• Excerpt provided:
-- start --

Construction and Evaluation of a 2PE SDC Microscope.

The current CSU model, CSU-X1, contains 250-μm-diameter microlenses and 50-μm-diameter pinholes with 250-μm pitch (Fig. 1 A and B and Fig. S1B). The pinhole size has been designed for high magnification with high numerical aperture (NA) objectives set close to 1 Airy unit. To adapt 2PE, we modified the CSU configuration: the diameter of the microlenses was increased to 580 μm, and the interpinhole distance was increased to 580 μm (CSU-MP series). The larger microlens size was used to increase the throughput and concentration of excitation light (Fig. 1A, right column) to increase two-photon absorption efficiency. In addition, to evaluate the effect of the pinhole size, we constructed two pinhole array disks containing 55-μm- and 100-μm-diameter pinholes, respectively.

-- end --

• Actions to take:
(1) Translate this sentence from the microscope excerpt into Spanish: "The larger microlens size was used to increase the throughput and concentration of excitation light (Fig. 1A, right column) to increase two-photon absorption efficiency."
(2) From the microscope excerpt, copy out the part that opens with the words containing "The current CSU" and closes with "100-μm-diameter pinholes, respectively.".

Stored data
-- start --

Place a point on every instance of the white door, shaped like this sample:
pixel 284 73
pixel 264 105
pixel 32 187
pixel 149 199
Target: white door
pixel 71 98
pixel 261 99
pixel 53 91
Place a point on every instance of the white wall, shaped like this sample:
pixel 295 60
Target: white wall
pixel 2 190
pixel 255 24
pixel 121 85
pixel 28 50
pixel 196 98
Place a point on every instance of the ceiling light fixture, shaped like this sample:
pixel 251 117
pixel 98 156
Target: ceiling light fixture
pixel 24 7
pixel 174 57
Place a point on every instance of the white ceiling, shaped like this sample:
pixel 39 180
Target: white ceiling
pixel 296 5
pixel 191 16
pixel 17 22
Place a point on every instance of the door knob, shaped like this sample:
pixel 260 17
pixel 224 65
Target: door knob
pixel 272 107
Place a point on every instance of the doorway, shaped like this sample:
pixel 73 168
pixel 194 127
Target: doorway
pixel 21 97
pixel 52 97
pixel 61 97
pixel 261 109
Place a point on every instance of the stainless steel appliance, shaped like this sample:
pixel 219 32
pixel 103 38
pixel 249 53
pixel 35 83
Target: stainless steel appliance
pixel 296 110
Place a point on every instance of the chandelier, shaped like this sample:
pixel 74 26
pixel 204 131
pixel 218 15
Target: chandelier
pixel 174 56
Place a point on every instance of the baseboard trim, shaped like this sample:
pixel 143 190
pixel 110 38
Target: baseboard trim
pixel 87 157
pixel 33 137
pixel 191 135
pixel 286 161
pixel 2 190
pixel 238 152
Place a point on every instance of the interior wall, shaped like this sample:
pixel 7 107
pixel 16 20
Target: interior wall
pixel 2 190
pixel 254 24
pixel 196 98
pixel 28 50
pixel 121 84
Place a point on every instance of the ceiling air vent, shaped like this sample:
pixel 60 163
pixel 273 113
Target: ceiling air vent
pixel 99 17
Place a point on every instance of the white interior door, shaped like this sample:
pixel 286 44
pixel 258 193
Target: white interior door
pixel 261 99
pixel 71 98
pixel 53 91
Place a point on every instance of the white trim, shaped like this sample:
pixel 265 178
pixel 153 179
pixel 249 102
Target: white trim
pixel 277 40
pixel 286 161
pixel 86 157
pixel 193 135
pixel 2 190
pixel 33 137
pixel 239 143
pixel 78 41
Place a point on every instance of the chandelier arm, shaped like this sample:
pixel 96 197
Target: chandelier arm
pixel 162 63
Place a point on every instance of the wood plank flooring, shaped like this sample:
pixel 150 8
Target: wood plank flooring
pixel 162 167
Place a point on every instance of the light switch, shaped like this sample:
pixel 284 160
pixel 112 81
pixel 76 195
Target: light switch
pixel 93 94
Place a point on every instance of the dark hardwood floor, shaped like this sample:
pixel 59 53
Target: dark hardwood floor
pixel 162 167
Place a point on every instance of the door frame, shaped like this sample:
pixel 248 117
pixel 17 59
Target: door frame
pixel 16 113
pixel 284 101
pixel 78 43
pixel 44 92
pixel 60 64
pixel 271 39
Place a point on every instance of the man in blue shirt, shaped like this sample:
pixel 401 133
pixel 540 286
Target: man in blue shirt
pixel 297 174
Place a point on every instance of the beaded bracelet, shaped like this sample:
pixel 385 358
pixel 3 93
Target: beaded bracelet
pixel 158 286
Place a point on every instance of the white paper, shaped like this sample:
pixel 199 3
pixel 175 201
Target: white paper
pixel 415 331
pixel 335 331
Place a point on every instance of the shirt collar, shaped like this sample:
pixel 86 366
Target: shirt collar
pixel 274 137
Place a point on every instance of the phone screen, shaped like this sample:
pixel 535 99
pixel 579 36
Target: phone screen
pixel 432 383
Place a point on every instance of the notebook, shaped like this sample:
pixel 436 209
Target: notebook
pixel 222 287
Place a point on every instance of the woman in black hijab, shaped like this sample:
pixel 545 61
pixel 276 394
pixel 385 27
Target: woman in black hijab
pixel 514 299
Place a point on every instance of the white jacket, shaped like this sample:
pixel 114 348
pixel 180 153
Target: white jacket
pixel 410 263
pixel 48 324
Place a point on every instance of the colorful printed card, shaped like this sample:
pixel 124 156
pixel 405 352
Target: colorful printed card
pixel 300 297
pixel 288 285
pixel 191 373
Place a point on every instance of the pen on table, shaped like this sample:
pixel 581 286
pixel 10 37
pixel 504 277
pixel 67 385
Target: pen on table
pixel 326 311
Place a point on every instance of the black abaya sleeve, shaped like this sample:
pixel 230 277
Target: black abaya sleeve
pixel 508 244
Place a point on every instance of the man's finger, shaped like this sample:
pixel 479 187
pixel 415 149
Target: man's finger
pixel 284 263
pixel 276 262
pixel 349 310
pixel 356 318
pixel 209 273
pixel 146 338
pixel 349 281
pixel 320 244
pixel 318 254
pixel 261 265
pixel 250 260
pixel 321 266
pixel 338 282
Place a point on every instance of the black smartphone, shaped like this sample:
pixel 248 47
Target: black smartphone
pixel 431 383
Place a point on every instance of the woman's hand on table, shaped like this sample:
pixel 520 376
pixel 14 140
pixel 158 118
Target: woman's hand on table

-- end --

• Answers by task:
(1) El mayor tamaño de las microlentes se utilizó para aumentar el rendimiento y la concentración de la luz de excitación (Fig. 1A, columna derecha) con el fin de aumentar la eficiencia de absorción de dos fotones.

(2)
The current CSU model, CSU-X1, contains 250-μm-diameter microlenses and 50-μm-diameter pinholes with 250-μm pitch (Fig. 1 A and B and Fig. S1B). The pinhole size has been designed for high magnification with high numerical aperture (NA) objectives set close to 1 Airy unit. To adapt 2PE, we modified the CSU configuration: the diameter of the microlenses was increased to 580 μm, and the interpinhole distance was increased to 580 μm (CSU-MP series). The larger microlens size was used to increase the throughput and concentration of excitation light (Fig. 1A, right column) to increase two-photon absorption efficiency. In addition, to evaluate the effect of the pinhole size, we constructed two pinhole array disks containing 55-μm- and 100-μm-diameter pinholes, respectively.